[Source records]

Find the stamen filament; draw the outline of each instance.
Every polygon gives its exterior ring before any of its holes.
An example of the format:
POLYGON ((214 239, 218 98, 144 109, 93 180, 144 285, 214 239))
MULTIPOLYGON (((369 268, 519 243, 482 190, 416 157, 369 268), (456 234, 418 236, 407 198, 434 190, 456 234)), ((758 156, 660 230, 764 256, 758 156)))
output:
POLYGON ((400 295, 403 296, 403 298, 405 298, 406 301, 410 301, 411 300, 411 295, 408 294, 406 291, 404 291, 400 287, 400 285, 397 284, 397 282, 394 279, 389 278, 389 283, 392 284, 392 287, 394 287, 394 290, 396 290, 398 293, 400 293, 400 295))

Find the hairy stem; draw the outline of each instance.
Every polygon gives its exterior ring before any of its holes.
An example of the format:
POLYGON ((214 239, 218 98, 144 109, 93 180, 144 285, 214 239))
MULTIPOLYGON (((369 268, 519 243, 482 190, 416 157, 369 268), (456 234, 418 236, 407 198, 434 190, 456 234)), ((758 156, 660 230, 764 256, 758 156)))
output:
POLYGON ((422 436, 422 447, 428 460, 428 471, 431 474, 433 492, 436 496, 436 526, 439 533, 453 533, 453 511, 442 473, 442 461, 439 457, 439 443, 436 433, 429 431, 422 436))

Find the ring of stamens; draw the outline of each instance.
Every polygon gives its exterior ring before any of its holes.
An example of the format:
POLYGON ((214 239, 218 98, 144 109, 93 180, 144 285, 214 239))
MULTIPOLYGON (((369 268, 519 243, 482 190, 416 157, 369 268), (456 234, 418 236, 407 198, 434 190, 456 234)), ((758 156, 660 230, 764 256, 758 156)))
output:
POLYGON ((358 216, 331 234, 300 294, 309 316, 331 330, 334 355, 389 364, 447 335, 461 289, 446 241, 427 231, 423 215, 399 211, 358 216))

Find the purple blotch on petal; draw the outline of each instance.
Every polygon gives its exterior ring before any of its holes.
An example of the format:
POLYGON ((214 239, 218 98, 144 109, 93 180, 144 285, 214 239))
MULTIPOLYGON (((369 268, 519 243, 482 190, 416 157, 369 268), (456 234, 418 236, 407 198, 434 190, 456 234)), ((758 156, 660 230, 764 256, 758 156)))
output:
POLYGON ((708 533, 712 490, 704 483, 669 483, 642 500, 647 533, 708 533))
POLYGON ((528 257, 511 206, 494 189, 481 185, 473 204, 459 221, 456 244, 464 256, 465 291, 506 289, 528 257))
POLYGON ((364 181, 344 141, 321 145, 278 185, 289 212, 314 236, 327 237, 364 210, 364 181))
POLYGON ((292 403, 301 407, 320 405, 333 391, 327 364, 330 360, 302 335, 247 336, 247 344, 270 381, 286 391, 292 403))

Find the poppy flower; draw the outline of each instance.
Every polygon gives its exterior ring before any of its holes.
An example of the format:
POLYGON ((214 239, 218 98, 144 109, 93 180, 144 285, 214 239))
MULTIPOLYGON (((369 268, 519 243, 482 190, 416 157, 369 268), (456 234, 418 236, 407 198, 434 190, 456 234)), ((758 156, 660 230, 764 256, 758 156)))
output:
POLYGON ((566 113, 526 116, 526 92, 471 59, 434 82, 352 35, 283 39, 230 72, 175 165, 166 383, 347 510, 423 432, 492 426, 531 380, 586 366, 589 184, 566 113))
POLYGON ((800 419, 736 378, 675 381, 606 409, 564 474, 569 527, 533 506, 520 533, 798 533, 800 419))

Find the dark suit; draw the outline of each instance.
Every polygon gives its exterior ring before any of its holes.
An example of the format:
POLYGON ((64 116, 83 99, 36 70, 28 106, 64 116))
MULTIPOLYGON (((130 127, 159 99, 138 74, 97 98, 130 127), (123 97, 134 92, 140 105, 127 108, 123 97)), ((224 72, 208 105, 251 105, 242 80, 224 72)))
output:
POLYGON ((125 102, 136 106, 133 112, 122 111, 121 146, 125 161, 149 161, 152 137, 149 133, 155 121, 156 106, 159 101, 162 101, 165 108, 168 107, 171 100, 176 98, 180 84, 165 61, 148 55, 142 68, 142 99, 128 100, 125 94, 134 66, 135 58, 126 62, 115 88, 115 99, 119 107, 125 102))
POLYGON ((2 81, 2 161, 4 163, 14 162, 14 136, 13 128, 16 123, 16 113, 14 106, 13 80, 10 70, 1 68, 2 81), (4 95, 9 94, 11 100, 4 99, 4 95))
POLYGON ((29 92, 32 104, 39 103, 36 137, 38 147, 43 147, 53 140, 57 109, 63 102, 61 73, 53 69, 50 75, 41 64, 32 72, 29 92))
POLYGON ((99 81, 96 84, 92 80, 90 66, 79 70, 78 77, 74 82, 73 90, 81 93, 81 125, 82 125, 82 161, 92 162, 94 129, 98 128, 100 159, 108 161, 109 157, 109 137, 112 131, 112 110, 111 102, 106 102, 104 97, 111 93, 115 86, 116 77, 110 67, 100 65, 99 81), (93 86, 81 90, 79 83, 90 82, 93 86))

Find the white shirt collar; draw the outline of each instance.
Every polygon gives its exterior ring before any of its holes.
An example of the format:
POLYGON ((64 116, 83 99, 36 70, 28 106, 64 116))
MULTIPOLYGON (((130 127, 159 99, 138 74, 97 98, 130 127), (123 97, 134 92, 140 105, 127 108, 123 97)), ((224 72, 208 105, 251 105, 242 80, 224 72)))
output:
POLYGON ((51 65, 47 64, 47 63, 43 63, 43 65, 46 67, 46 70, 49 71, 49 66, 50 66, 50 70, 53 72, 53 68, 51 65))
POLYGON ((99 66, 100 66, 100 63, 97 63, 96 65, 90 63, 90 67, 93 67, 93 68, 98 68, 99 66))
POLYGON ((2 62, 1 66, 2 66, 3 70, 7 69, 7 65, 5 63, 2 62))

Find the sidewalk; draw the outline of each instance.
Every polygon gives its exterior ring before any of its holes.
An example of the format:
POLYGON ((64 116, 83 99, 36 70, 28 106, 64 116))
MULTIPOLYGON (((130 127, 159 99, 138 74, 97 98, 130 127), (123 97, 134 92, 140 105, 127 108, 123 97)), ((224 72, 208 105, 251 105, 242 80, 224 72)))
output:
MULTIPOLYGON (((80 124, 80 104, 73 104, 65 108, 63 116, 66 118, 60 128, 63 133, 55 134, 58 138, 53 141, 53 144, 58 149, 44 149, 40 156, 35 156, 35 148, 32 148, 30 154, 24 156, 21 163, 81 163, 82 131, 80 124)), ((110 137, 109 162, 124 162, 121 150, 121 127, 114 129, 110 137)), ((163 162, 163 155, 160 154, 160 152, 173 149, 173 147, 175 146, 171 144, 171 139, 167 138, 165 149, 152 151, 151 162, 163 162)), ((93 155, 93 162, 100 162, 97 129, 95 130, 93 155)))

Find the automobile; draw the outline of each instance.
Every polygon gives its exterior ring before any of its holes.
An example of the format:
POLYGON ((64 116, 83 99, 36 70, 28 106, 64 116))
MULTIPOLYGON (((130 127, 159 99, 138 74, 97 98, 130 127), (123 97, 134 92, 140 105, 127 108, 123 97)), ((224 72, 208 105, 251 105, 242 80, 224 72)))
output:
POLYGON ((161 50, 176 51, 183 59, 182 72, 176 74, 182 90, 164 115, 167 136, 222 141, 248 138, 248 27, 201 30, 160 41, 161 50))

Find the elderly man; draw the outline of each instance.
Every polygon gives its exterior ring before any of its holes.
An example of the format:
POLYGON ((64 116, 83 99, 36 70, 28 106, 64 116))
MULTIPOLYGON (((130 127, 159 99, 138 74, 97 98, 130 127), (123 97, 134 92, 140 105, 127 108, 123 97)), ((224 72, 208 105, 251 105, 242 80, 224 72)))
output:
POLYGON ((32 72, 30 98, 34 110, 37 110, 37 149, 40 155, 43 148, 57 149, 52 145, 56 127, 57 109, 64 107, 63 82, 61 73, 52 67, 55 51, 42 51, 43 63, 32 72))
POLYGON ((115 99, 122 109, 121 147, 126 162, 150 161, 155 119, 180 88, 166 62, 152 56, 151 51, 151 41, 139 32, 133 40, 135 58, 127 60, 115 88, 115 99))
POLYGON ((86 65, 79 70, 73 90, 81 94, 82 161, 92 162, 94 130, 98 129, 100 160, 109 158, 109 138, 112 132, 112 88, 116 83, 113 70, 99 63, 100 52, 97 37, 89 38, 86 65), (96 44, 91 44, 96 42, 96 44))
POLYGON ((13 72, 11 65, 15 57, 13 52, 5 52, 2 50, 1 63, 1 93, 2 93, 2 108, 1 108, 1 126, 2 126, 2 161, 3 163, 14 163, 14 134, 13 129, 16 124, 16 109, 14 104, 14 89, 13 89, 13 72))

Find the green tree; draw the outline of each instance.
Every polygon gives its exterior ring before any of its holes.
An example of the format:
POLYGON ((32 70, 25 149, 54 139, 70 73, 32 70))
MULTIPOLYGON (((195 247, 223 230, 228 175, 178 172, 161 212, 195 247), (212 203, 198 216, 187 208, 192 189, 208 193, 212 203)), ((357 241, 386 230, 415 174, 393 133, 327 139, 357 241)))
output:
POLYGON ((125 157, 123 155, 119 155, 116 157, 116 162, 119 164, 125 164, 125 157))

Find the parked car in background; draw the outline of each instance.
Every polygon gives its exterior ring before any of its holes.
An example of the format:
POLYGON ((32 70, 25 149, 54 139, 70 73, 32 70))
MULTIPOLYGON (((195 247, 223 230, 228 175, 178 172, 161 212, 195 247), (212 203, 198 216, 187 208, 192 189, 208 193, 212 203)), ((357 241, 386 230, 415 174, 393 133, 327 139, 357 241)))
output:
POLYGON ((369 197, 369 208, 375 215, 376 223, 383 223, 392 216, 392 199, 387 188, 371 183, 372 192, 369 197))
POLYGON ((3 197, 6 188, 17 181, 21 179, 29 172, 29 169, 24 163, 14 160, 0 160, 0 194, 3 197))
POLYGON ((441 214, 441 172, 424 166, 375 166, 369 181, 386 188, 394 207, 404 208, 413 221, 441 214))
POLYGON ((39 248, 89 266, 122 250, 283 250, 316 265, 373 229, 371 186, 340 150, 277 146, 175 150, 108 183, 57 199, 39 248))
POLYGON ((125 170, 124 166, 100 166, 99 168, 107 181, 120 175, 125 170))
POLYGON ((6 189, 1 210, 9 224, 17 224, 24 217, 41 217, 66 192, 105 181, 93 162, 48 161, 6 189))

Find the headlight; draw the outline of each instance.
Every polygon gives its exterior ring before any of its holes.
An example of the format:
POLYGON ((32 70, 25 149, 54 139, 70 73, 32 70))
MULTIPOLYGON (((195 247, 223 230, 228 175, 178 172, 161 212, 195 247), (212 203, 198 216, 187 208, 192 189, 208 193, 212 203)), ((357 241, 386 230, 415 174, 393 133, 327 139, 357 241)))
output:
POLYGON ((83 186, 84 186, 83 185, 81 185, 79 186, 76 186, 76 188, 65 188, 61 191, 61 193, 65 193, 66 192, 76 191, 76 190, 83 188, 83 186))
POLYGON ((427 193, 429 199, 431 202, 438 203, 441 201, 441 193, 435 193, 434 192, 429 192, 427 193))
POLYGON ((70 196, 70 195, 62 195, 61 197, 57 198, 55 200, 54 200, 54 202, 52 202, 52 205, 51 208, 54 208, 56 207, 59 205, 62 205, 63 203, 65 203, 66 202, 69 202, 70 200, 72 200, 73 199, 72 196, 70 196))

**Direction**
Render the part of the records above that opens with the line containing "Find the headlight;" and closes with the line containing "POLYGON ((427 193, 429" as a Markdown table with the columns No. and Line. Give each line its own numbered row, and omit any blank lines.

**Solution for this problem**
| No. | Line |
|---|---|
| 1 | Find the headlight; draw the outline of each instance. |
| 2 | Every polygon gives its exterior ring before any of its holes. |
| 3 | An example of the format: |
| 4 | POLYGON ((32 70, 25 149, 54 139, 70 73, 32 70)) |
| 5 | MULTIPOLYGON (((195 247, 223 230, 228 175, 178 172, 161 212, 195 247), (212 203, 198 216, 187 208, 192 189, 208 193, 212 203)), ((357 241, 386 230, 415 174, 393 133, 327 139, 357 241))) |
| 6 | output: |
| 7 | POLYGON ((83 186, 84 186, 83 185, 81 185, 79 186, 76 186, 76 188, 65 188, 61 191, 61 193, 65 193, 66 192, 76 191, 76 190, 83 188, 83 186)) |
| 8 | POLYGON ((427 193, 429 199, 431 202, 438 203, 441 201, 441 193, 435 193, 434 192, 429 192, 427 193)) |